- _EXTRAIT DU TEXTE_

Tout cela est raconté avec verve, en toute franchise et sans complexe. Et c’est un vrai plaisir de lecture malgré un contenu subversif, terrifiant même, et choquant pour les personnes sensibles et émotives (auxquelles on a envie de conseiller de s’abstenir de lire ce livre). Après avoir fait des dizaines de petits boulots en continuant sa vie de bâton de chaise et ses excès en tous genres, Janiva va trouver un poste dans un studio d’enregistrement à Saint Paul. On y découvre qu’elle a une voix remarquable. Elle entame une carrière de choriste, va s’installer à Phoenix, Arizona au début des années ’80 et y fonde son premier band. Puis elle gagne Los Angeles en 1988 et le succès commence à venir. Sa vie est néanmoins loin d’être devenue un long fleuve tranquille, avec une tendance morbide à se mettre en couple avec les mauvais partenaires, avec des épisodes de dépression et on en passe et des meilleures. Mais de fil en aiguille elle s’impose dans le monde du blues comme une chanteuse exceptionnelle avec des qualités de businesswoman qui lui permettront de contrôler sa carrière dans une jungle commerciale sans merci pour les faibles et les amateurs, d’enregistrer 14 albums et d’être sur le point de publier le 15ième (en septembre 2019). Toutes ces péripéties, plutôt heureuses, sont relatées dans le dernier tiers du mémoire, toujours avec autodérision, avec la même verve spirituelle, la même honnêteté (« Je foire encore plein de choses, personne n’est parfait ! ») et cela se lit comme un thriller. A noter vingt pages de photos (6 par pages en moyenne, quasi toutes en noir et blanc) : on voit toute la famille et Janiva, à divers moments de sa vie, des amis, des musiciens, etc… En fin de volume, il y a aussi une discographie complète : les 15 albums mais aussi ceux des musiciens qu’elle a accompagnés comme choriste (Kid Ramos, Doug McCloud, R.L. Burnside, Kirk Fletcher, etc ….).

- _EXERCICES_
a) Répondez à ces questions sur l'extrait consacré au mémoire de Janiva :
(i) Dans quelle ville Janiva trouve-t-elle un poste dans un studio d'enregistrement ?
(ii) En quelle année gagne-t-elle Los Angeles ?
(iii) Combien de pages de photos le volume contient-il ?
b) Actualisez les entrées, du début jusqu'à la ligne contenant « pixel 65 249 » incluse, en remplaçant « Locate » par « Mark ». Ne modifiez rien d'autre.

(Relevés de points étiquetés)

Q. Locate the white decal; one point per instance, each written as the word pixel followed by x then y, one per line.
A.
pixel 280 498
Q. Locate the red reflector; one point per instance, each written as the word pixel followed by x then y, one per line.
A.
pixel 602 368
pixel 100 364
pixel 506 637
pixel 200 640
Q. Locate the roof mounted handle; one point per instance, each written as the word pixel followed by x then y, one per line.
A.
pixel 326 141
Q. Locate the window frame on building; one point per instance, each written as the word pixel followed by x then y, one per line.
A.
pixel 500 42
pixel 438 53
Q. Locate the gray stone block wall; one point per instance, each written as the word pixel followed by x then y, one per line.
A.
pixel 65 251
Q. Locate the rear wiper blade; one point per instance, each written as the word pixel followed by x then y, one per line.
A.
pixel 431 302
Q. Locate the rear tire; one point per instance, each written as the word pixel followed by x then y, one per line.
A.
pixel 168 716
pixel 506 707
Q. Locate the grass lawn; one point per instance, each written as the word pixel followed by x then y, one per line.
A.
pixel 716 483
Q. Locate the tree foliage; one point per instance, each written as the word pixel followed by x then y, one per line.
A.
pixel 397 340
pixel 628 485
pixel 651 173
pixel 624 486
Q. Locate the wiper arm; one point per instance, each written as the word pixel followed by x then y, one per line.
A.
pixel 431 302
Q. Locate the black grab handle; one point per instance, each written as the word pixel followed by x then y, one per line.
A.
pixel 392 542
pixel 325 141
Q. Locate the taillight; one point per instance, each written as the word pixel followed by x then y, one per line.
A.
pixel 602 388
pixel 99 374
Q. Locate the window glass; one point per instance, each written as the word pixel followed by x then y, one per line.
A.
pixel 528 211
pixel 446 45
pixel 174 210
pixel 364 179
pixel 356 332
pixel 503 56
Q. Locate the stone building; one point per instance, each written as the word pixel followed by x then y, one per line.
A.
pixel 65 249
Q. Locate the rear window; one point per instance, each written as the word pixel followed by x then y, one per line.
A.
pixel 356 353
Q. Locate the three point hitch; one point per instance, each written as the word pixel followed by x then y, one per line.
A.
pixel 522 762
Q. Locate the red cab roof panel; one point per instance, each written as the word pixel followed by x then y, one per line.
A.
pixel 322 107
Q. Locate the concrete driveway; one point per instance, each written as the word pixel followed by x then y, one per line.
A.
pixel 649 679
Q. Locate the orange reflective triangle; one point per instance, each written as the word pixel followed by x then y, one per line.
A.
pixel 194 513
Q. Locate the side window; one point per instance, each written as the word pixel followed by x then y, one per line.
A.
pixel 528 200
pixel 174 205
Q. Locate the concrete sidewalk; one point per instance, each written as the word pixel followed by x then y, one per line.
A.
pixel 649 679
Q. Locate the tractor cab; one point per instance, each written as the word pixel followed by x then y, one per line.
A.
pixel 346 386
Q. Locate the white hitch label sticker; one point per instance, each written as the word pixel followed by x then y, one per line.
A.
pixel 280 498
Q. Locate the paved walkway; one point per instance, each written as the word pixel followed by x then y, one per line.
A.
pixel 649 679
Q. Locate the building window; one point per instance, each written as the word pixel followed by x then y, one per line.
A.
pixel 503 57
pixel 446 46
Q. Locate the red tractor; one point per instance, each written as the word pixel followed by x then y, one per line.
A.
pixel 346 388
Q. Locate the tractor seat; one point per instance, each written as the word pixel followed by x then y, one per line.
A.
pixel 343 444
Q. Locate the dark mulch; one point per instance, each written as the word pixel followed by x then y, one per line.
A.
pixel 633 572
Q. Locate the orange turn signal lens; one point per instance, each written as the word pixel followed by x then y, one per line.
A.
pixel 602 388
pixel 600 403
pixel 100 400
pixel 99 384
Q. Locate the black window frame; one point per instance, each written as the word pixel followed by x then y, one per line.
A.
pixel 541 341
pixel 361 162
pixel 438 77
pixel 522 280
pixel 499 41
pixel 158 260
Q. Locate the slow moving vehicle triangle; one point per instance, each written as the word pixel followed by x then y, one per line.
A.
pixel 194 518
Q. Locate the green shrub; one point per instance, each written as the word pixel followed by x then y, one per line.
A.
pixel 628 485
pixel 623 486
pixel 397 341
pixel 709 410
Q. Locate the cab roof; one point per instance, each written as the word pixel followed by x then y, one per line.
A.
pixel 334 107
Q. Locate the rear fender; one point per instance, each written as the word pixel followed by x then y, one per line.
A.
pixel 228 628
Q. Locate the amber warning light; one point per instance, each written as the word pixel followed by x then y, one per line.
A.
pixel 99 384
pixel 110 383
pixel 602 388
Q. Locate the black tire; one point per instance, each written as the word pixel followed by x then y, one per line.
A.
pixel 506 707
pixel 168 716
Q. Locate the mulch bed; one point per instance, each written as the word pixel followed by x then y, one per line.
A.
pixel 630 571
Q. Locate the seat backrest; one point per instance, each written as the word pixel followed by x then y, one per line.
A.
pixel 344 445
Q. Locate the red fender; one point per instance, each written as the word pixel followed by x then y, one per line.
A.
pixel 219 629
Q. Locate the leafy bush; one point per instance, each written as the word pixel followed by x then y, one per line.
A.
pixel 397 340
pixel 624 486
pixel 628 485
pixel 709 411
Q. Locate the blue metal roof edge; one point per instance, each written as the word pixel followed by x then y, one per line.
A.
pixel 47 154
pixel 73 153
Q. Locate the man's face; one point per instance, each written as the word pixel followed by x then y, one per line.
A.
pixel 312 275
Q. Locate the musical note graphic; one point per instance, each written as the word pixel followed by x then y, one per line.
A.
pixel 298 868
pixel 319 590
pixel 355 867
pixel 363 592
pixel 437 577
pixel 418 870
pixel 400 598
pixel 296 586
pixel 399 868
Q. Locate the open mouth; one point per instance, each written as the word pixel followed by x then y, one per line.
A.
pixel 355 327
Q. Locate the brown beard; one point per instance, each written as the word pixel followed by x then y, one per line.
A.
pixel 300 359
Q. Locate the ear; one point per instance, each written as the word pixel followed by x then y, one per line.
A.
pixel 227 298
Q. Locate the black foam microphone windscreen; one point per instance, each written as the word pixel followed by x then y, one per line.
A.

- _RÉPONSES DÉTAILLÉES_
a)
(i) À Saint Paul.
(ii) En 1988.
(iii) Vingt pages.

b)
Q. Mark the white decal; one point per instance, each written as the word pixel followed by x then y, one per line.
A.
pixel 280 498
Q. Mark the red reflector; one point per instance, each written as the word pixel followed by x then y, one per line.
A.
pixel 602 368
pixel 100 364
pixel 506 637
pixel 200 640
Q. Mark the roof mounted handle; one point per instance, each written as the word pixel followed by x then y, one per line.
A.
pixel 326 141
Q. Mark the window frame on building; one point per instance, each written as the word pixel followed by x then y, one per line.
A.
pixel 500 42
pixel 438 53
Q. Mark the gray stone block wall; one point per instance, each written as the word pixel followed by x then y, one per line.
A.
pixel 65 251
Q. Mark the rear wiper blade; one point per instance, each written as the word pixel followed by x then y, one per line.
A.
pixel 431 302
Q. Mark the rear tire; one point per instance, each written as the word pixel followed by x then y, one per line.
A.
pixel 168 716
pixel 506 707
Q. Mark the grass lawn; one point per instance, each written as the word pixel followed by x then y, one per line.
A.
pixel 716 483
Q. Mark the tree foliage; one point per instance, each written as the word pixel followed by x then y, one per line.
A.
pixel 397 340
pixel 628 485
pixel 651 173
pixel 624 486
Q. Mark the wiper arm; one point per instance, each written as the word pixel followed by x then y, one per line.
A.
pixel 431 302
Q. Mark the black grab handle; one point per instance, each written as the word pixel followed by x then y, one per line.
A.
pixel 392 542
pixel 325 141
Q. Mark the taillight; one point per instance, each written as the word pixel followed by x then y, one per line.
A.
pixel 602 388
pixel 99 374
Q. Mark the window glass; one point per instance, each written as the word pixel followed by x then y, one per line.
A.
pixel 528 211
pixel 446 45
pixel 174 210
pixel 364 179
pixel 356 332
pixel 503 56
Q. Mark the stone building; one point per instance, each written as the word pixel followed by x then y, one per line.
A.
pixel 65 249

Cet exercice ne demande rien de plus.